DIRECTIVE: Quote all of the data exactly as given. Skip every picture it contains.

## Begin STORED RECORDS

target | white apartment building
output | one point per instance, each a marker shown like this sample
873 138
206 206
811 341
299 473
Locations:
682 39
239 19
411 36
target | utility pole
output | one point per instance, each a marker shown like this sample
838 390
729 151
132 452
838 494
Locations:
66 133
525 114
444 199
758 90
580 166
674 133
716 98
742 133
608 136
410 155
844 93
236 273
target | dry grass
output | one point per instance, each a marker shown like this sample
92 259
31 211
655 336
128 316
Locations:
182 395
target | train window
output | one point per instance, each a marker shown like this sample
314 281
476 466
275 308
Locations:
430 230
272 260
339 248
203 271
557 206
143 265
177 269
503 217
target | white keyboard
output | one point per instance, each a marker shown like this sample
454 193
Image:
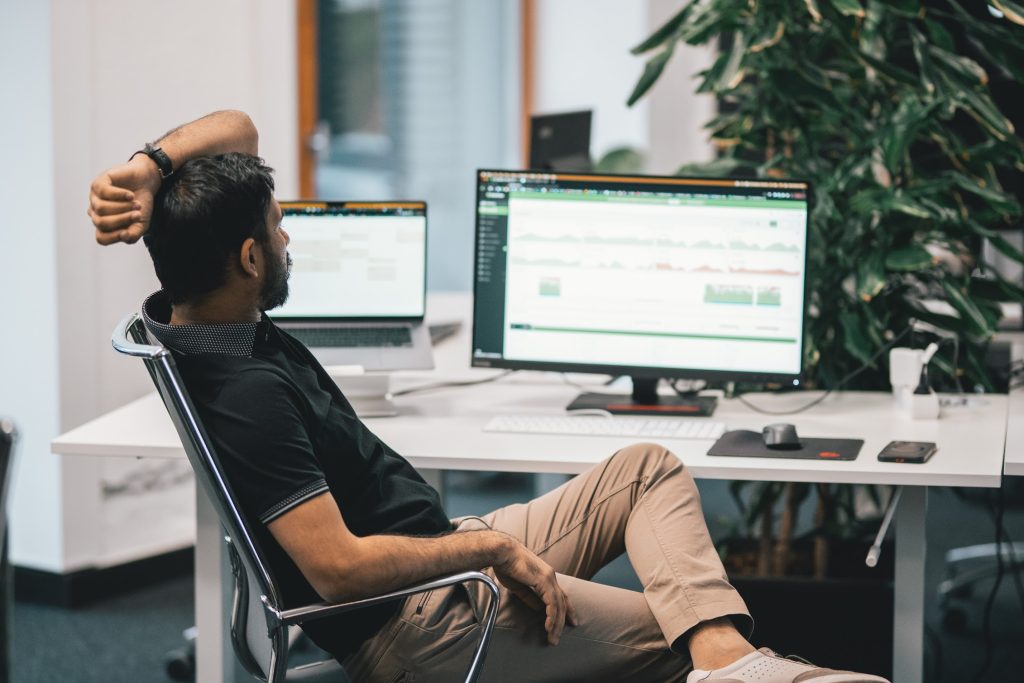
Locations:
597 425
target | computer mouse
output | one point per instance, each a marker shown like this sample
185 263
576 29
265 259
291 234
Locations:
780 436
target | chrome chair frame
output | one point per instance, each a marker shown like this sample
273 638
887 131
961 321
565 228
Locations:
248 564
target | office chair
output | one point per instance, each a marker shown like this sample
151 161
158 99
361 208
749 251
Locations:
7 435
969 566
259 621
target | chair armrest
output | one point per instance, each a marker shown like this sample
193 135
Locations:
322 609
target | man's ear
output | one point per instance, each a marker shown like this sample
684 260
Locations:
249 258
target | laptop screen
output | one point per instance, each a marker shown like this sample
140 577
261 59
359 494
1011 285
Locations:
355 259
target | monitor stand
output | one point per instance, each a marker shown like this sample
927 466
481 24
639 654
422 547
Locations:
646 400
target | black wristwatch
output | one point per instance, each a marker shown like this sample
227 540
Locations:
159 158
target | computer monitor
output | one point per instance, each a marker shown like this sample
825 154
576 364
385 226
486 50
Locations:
642 275
560 141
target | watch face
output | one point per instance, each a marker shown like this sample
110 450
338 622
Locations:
161 159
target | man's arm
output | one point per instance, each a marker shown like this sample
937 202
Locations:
342 566
121 199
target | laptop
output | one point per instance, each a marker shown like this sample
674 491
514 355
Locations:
357 288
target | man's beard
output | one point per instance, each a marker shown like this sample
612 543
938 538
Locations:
274 292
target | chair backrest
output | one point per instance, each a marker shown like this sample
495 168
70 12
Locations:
260 644
7 435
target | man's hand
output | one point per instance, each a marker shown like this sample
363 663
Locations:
532 581
121 201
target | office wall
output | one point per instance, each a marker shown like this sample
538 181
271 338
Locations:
29 376
122 73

## End STORED RECORDS

FINISHED EXERCISE:
target | white apartment building
output | one point per instance, each a marker shown like this sample
873 138
206 206
811 341
299 473
Locations:
682 39
239 19
411 36
target | utility pole
output | one point per instance, each a marker shown like this sample
838 390
729 151
132 452
838 494
Locations:
66 133
525 114
444 199
758 90
580 166
674 133
716 98
742 133
608 136
410 155
844 93
236 273
target | dry grass
output | one point per instance, each a marker shown like this sample
92 259
31 211
655 336
128 316
Locations:
182 395
target | train window
output | one point per instance, each a marker shown like this sample
314 281
476 466
275 308
Locations:
430 230
272 260
339 248
203 271
557 206
143 265
177 269
503 217
target | white keyboard
output | one point per instance, each a marker shown like this sample
454 193
Image:
Locations:
597 425
target | computer mouse
output | one point per instance, each a marker shown like this sample
185 263
576 29
265 259
291 234
Locations:
780 436
target | chrome chair frame
output | one point per instance, each a marker shown like this sample
273 638
887 131
961 321
565 228
Locations:
248 564
target | office chair
output | one point per instance, each a marker shown like this sample
151 161
158 99
361 208
749 251
Locations:
7 435
969 566
259 621
target | chair armrest
output | one point per instance, each a marker shown like this sample
193 135
Locations:
322 609
target | man's ear
output | one point per instance, each a marker shown like this sample
684 260
Locations:
249 258
target | laptop screen
output | one point per instance, each a marker shown like this sample
140 577
261 59
359 494
1011 285
Locations:
355 259
target | monitor stand
output | one point per instance, each a marker shown like this sample
927 466
481 24
639 654
422 547
Locations:
646 400
target | black wristwatch
output | one point per instance, each a marker shown like this sample
227 540
Locations:
159 158
target | computer monitor
output | one point per instance, each a marker shown like this sample
825 154
576 364
385 226
486 50
Locations:
642 275
560 141
target | watch face
output | one point per instance, each a marker shown like this sample
110 450
338 622
Locations:
161 159
target | man's arm
output | one point per instance, each a marker shown like this sample
937 202
Locations:
342 566
121 199
target | laptop
output | one point per instance, each a marker shown like this sample
674 491
514 355
Locations:
357 288
target | man's beard
output | one point per instance, each a marker shown like this sample
612 543
938 538
Locations:
274 292
target | chair backrest
output | one point per instance, each a marker shown like this sample
495 168
70 12
Locations:
260 644
7 435
target | man's hand
output | one point per instance, each a marker shown like this sample
363 663
Locations:
532 581
121 201
target | office wall
output | one point per instance, each a marker shown like this sample
538 181
271 338
Locations:
29 376
122 73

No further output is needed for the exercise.